:: Data items ::
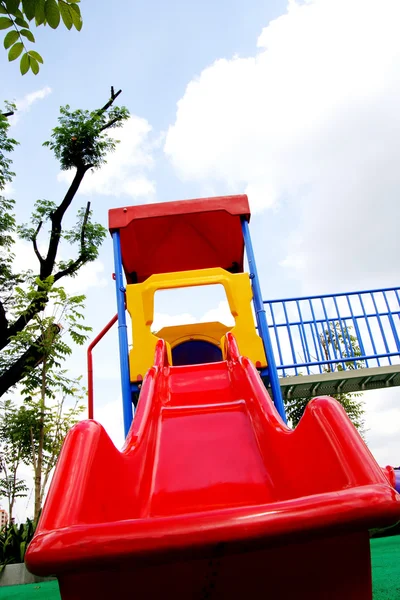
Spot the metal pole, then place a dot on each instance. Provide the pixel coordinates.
(90, 363)
(122, 335)
(262, 323)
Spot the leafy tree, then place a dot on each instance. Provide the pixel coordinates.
(347, 347)
(11, 448)
(14, 540)
(35, 431)
(16, 17)
(80, 142)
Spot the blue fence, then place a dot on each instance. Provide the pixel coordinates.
(335, 332)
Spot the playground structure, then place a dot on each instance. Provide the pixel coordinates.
(213, 495)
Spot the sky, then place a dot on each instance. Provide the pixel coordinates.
(293, 103)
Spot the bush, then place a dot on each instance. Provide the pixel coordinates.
(14, 540)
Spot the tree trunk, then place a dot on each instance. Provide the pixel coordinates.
(39, 461)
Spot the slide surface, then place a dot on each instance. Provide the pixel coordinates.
(207, 459)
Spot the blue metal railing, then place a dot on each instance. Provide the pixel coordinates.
(346, 331)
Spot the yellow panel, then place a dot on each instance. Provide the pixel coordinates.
(140, 304)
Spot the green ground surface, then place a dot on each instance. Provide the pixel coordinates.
(385, 554)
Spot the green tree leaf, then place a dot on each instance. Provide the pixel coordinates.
(29, 8)
(36, 56)
(24, 64)
(76, 16)
(12, 5)
(15, 51)
(10, 38)
(34, 65)
(40, 16)
(52, 13)
(28, 34)
(65, 14)
(5, 22)
(21, 22)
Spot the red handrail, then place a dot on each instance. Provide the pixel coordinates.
(90, 362)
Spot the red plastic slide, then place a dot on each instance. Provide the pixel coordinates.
(214, 497)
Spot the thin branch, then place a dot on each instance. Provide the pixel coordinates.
(81, 258)
(84, 223)
(34, 242)
(3, 319)
(33, 450)
(110, 123)
(29, 359)
(111, 100)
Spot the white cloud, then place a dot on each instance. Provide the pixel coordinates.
(24, 104)
(89, 276)
(126, 171)
(309, 124)
(382, 420)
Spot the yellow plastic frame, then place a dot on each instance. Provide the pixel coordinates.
(140, 305)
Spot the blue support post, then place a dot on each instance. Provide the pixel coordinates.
(262, 322)
(122, 335)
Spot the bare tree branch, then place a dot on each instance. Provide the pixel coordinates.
(81, 258)
(111, 100)
(34, 242)
(31, 358)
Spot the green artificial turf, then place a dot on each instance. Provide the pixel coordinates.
(48, 590)
(385, 556)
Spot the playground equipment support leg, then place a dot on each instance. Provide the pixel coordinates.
(122, 335)
(262, 322)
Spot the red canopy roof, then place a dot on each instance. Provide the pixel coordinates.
(181, 236)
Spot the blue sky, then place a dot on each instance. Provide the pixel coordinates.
(293, 103)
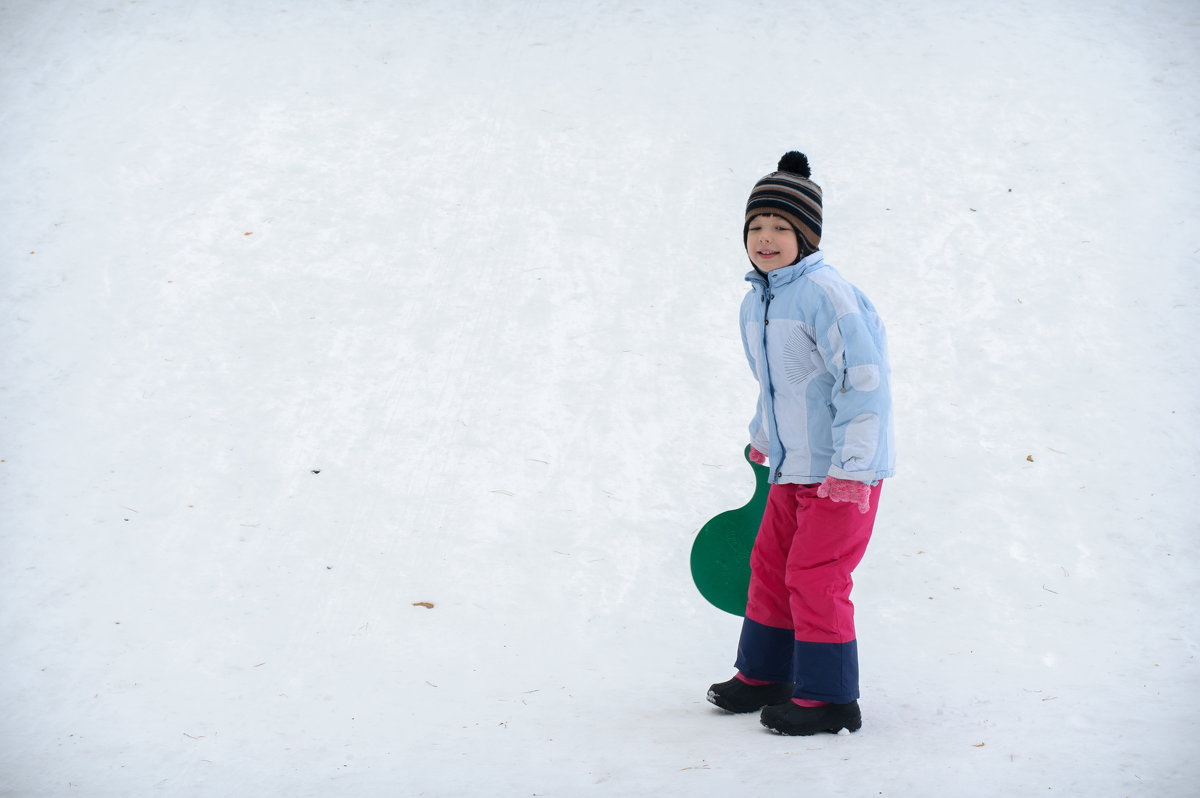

:: SHORT TASK ::
Retype every line of the entries above verbatim, from the line containing "Spot the blue metal" down to the end of the entries, with both of those ends included. Leave the pictures out of your answer.

:: WORKED SOLUTION ::
Spot the blue metal railing, then place a dot on each instance. Provide the pixel coordinates.
(346, 331)
Spot the yellow panel, then place a dot on each instance. Provide the pixel coordinates.
(140, 304)
Spot the green ground surface, then place a dot on each instance. Provide the pixel coordinates.
(385, 554)
Spot the green tree leaf, then place a dot on each instance. Provide the pixel coordinates.
(29, 8)
(36, 56)
(24, 64)
(76, 16)
(12, 5)
(15, 51)
(10, 38)
(34, 65)
(40, 16)
(52, 13)
(28, 34)
(65, 14)
(5, 22)
(21, 22)
Spot the red handrail, then place a dot on each instance. Provide the pixel coordinates.
(90, 362)
Spot the red plastic slide, then place a dot on each instance. Provide the pixel coordinates.
(214, 497)
Spot the thin branch, then place a dot on each instance. Provide the pixel coordinates.
(81, 258)
(84, 223)
(34, 242)
(3, 319)
(33, 450)
(110, 123)
(29, 359)
(111, 100)
Spot the white cloud, then place a dot on each instance. Provide the pixel coordinates.
(24, 104)
(89, 276)
(126, 171)
(309, 124)
(382, 420)
Spot the yellow plastic frame, then place a dot on each instance. Provide the pixel coordinates.
(140, 305)
Spot the blue support post, then place a dot on each instance. Provide the pixel coordinates.
(262, 322)
(122, 335)
Spot the bare tree branch, then place a dot on each instance. Provide the pixel coordinates.
(81, 258)
(111, 100)
(34, 242)
(31, 358)
Spot the green artificial turf, then place a dot on each instance. Provide the pixel coordinates.
(48, 590)
(385, 556)
Spot the playground equipment support leg, then place a dot on each instance. Provide the pixel coordinates.
(122, 335)
(262, 322)
Spot the red canopy roof, then place a dot on each instance. Provide the pixel coordinates.
(181, 236)
Spot the blue sky, then place a dot on each instance. Provide the pixel coordinates.
(293, 103)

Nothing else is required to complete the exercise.